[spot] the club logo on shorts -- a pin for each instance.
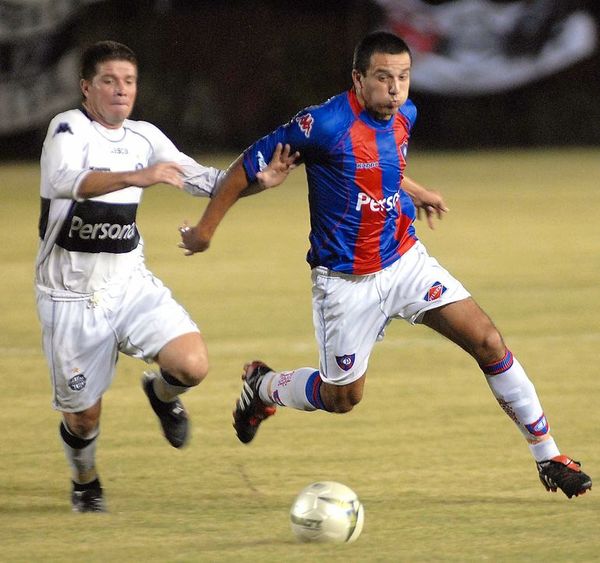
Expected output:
(435, 292)
(539, 427)
(346, 361)
(77, 382)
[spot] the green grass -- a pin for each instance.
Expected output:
(443, 474)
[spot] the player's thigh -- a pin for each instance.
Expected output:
(347, 318)
(418, 283)
(81, 351)
(149, 319)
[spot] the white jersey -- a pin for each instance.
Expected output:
(87, 245)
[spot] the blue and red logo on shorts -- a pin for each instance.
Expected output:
(539, 427)
(346, 361)
(435, 291)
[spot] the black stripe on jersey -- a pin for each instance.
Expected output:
(44, 212)
(99, 226)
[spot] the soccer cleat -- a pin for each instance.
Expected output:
(250, 411)
(561, 472)
(88, 500)
(172, 415)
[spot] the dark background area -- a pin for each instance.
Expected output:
(215, 75)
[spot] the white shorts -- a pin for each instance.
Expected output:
(82, 336)
(350, 312)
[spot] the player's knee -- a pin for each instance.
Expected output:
(344, 399)
(192, 370)
(82, 425)
(491, 346)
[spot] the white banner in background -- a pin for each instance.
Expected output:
(473, 47)
(39, 66)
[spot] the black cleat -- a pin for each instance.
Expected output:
(561, 472)
(172, 415)
(88, 500)
(250, 411)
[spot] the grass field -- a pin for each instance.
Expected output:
(442, 473)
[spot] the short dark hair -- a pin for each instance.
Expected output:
(377, 42)
(101, 52)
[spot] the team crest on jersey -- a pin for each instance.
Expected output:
(63, 127)
(404, 149)
(539, 427)
(77, 382)
(346, 361)
(305, 123)
(435, 291)
(262, 163)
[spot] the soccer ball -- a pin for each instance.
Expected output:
(327, 512)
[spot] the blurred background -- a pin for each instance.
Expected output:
(216, 74)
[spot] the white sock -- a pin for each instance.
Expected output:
(298, 389)
(517, 396)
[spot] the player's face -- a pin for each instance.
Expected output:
(384, 87)
(110, 95)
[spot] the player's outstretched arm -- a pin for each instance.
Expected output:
(427, 201)
(232, 187)
(98, 182)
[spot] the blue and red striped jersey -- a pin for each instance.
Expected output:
(361, 219)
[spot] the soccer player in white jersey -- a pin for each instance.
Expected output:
(368, 266)
(95, 297)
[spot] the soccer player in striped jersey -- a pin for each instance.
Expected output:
(368, 266)
(95, 297)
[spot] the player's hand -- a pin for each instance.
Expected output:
(282, 163)
(160, 173)
(191, 240)
(431, 204)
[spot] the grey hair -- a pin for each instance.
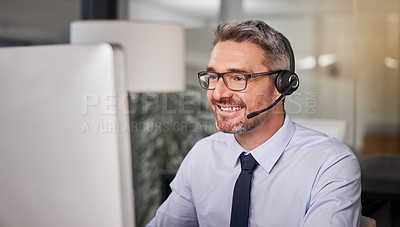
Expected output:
(276, 53)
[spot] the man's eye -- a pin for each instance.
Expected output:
(239, 78)
(213, 77)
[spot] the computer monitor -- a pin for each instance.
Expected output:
(64, 137)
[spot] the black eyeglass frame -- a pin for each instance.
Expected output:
(246, 76)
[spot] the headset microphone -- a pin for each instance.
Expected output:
(294, 84)
(286, 81)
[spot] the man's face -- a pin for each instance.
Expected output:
(231, 107)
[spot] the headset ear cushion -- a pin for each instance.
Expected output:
(283, 81)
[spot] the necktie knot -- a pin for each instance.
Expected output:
(248, 162)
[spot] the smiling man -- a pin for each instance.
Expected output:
(261, 169)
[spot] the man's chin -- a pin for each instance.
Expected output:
(233, 128)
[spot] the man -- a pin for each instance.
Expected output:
(299, 177)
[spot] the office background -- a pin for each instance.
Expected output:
(347, 57)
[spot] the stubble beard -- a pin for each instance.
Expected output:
(241, 126)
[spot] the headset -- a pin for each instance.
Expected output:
(286, 81)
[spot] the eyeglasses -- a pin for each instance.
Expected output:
(235, 81)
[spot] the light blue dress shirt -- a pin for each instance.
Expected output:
(305, 178)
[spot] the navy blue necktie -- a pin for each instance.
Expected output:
(241, 193)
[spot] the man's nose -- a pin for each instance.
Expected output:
(221, 91)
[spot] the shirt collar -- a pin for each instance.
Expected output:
(268, 153)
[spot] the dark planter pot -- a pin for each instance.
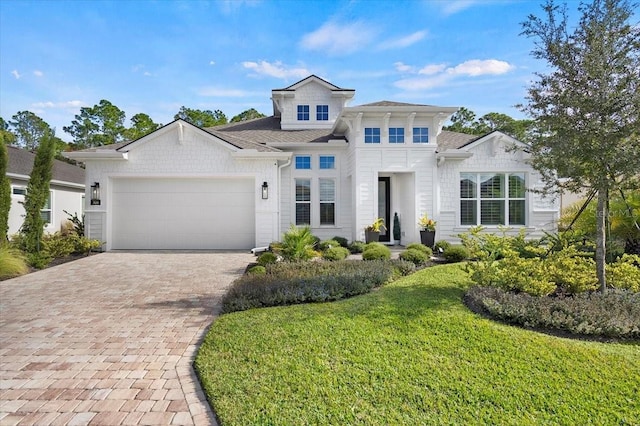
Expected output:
(371, 236)
(428, 238)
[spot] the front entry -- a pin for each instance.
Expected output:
(384, 207)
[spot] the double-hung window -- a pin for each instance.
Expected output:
(420, 135)
(396, 134)
(303, 112)
(492, 199)
(303, 201)
(372, 135)
(322, 112)
(327, 201)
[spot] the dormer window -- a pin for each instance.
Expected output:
(303, 112)
(322, 112)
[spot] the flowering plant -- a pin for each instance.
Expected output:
(427, 224)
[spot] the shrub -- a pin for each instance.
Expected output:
(323, 245)
(441, 246)
(257, 270)
(356, 247)
(456, 253)
(421, 247)
(297, 244)
(376, 251)
(287, 283)
(335, 253)
(342, 241)
(12, 262)
(625, 273)
(415, 256)
(613, 314)
(267, 258)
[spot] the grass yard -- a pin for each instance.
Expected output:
(410, 353)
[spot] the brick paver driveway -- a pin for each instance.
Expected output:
(110, 339)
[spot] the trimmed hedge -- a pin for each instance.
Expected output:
(288, 283)
(613, 314)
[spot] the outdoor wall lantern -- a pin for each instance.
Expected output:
(95, 194)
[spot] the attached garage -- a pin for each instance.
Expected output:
(183, 213)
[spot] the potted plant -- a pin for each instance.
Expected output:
(372, 232)
(427, 230)
(396, 229)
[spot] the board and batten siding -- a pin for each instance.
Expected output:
(542, 212)
(195, 155)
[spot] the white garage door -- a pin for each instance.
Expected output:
(163, 213)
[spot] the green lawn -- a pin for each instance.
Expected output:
(410, 353)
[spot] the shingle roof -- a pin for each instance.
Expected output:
(267, 130)
(21, 163)
(391, 103)
(453, 140)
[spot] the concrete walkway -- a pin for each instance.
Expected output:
(110, 339)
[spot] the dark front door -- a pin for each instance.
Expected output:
(384, 207)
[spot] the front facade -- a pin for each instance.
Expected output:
(317, 162)
(66, 191)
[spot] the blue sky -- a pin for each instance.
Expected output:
(156, 56)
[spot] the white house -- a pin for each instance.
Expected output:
(316, 161)
(66, 190)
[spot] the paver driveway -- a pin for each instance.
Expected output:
(110, 339)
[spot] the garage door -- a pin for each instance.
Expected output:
(159, 213)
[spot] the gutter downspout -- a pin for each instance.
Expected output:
(280, 167)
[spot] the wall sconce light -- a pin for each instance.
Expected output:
(95, 194)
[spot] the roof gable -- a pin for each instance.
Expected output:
(21, 163)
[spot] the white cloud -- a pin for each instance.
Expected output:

·····

## WHAT THE TASK ASKS
Everything from the first line of the entries through the line that contains "[spot] the player's thigh" is to be reproduced exactly, except the pictures.

## RESPONSE AREA
[spot] the club logo on shorts -- a pin for each instance.
Expected output:
(435, 292)
(539, 427)
(346, 361)
(77, 382)
[spot] the green grass -- a pin for each instance.
Expected output:
(443, 474)
[spot] the player's thigh -- a pin for each instance.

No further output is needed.